» EXERCISE
Over all lines in the data below, count those holding "tall" and give only the result.

» DATASET EXTRACT
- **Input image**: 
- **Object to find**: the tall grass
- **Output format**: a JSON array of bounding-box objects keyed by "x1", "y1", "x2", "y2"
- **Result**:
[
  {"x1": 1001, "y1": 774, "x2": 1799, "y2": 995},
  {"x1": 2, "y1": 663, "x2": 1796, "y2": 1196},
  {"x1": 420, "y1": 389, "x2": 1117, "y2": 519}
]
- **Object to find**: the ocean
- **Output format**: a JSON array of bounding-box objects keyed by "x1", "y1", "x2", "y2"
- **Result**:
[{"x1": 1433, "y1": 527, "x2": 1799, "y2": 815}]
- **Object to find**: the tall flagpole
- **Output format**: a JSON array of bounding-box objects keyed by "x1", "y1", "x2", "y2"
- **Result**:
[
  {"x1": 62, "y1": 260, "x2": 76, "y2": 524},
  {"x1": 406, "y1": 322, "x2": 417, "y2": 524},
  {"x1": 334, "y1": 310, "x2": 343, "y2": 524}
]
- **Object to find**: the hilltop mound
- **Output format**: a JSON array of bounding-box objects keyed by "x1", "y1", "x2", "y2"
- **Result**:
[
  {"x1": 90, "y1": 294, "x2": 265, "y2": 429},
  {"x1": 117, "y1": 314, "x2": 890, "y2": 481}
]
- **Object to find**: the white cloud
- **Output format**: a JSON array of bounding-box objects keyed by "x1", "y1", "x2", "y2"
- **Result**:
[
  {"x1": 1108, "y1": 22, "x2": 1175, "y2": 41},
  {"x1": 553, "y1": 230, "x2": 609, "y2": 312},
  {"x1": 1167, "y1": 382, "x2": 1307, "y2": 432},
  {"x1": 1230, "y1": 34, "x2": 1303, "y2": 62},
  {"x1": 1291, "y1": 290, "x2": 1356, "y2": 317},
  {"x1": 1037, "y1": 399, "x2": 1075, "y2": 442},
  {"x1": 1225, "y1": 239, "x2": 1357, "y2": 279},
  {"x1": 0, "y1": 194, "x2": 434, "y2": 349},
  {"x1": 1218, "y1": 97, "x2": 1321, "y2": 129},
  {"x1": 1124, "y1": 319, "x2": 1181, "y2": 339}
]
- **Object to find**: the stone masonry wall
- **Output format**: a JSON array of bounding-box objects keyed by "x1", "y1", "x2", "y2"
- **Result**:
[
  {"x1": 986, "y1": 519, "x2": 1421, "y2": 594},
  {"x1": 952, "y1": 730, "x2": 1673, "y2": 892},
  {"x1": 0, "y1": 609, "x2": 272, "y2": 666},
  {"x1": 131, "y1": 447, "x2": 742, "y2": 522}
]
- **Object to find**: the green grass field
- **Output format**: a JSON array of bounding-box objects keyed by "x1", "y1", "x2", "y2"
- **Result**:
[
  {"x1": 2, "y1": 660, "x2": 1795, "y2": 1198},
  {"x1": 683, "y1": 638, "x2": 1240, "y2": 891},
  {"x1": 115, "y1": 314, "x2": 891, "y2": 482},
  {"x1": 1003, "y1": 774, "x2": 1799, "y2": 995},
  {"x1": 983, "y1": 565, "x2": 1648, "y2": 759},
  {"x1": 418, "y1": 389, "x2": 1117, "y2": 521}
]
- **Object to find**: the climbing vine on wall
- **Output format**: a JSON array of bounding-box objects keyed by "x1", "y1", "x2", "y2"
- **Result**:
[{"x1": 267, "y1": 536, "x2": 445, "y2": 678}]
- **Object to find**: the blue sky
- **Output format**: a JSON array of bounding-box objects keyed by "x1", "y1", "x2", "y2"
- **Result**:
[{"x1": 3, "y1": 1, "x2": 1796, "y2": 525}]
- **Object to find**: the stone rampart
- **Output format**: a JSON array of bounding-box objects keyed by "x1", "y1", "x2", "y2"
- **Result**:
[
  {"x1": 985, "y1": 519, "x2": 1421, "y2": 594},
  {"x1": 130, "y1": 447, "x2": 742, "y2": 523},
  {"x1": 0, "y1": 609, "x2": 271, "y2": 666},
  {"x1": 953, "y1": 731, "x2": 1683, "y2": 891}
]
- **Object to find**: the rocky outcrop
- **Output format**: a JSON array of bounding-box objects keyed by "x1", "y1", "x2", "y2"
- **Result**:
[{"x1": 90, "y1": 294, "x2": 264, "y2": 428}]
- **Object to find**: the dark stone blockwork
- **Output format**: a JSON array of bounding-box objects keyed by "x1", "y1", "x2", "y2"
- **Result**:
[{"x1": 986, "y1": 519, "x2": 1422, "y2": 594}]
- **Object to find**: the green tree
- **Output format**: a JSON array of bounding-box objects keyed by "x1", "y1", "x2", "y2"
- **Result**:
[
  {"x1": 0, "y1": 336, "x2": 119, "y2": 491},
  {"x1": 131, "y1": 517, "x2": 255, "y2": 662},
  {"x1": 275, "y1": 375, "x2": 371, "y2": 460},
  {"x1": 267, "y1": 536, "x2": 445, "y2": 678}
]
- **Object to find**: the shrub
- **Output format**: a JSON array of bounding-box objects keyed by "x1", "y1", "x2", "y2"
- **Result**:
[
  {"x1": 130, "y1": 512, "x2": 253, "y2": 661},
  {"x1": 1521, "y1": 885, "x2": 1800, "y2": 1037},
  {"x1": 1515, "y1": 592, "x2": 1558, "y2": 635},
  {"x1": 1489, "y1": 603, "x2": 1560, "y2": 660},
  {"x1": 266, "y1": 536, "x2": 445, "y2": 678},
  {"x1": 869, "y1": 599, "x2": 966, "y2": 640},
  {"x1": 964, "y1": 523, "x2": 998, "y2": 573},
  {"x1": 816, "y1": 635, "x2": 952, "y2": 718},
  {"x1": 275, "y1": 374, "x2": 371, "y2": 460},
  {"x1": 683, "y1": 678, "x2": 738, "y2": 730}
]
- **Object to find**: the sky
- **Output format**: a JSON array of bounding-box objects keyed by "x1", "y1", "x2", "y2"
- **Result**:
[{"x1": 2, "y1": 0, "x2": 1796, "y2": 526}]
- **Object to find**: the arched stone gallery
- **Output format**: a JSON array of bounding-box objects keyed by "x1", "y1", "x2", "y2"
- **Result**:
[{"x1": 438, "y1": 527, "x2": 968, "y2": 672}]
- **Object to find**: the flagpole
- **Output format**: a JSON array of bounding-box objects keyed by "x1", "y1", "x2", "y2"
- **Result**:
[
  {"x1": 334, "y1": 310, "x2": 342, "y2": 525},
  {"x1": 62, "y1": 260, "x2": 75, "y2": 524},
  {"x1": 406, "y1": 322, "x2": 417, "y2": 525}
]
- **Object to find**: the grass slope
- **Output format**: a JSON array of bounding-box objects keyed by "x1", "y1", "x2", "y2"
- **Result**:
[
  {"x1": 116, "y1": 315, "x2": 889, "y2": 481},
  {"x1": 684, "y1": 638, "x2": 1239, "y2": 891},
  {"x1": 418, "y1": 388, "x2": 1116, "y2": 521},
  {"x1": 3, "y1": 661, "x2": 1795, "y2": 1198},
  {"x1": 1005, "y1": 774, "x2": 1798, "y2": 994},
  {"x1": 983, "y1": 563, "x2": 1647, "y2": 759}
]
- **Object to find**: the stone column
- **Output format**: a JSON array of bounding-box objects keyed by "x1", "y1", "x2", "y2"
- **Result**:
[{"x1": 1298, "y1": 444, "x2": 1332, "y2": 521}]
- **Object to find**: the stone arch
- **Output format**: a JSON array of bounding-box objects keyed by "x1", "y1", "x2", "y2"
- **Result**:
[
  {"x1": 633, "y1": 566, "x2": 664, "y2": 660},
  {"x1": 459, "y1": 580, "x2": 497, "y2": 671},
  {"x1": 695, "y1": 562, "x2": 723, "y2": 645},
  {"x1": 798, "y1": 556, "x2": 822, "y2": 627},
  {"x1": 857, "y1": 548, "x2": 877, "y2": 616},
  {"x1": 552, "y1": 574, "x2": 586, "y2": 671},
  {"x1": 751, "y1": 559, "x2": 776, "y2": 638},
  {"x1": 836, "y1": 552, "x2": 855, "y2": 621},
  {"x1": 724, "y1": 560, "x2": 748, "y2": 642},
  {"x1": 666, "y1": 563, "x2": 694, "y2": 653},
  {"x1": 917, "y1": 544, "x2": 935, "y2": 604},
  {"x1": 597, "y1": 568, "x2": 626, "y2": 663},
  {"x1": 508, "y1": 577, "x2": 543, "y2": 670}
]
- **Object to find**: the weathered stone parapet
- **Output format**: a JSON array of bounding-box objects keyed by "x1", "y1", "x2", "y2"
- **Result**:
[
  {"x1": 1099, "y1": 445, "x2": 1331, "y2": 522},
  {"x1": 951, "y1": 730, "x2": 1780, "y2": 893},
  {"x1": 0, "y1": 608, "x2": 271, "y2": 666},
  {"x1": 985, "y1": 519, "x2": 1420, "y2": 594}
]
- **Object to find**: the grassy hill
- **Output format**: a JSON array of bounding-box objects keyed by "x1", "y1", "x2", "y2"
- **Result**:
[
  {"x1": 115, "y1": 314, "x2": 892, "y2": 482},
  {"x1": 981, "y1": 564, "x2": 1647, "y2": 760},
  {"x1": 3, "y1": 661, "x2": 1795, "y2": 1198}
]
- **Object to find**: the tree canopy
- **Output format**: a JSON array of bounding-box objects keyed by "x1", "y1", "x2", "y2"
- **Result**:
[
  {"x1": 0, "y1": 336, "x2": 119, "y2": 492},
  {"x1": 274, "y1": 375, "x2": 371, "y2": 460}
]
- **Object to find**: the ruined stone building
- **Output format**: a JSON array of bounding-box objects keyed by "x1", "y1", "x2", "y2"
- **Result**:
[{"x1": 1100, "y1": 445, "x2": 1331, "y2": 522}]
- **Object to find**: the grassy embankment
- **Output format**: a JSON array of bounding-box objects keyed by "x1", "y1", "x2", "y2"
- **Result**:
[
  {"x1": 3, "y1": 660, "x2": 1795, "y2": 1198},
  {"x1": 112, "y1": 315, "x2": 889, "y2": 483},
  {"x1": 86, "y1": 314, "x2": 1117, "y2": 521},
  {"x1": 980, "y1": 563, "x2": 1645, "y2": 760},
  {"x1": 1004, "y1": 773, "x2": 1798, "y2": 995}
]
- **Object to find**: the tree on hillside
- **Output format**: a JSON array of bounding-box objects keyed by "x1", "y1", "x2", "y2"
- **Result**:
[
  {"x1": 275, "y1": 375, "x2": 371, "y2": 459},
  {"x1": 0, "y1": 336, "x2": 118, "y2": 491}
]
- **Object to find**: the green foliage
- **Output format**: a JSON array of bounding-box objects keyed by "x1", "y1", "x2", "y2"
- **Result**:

» WRITTEN ANSWER
2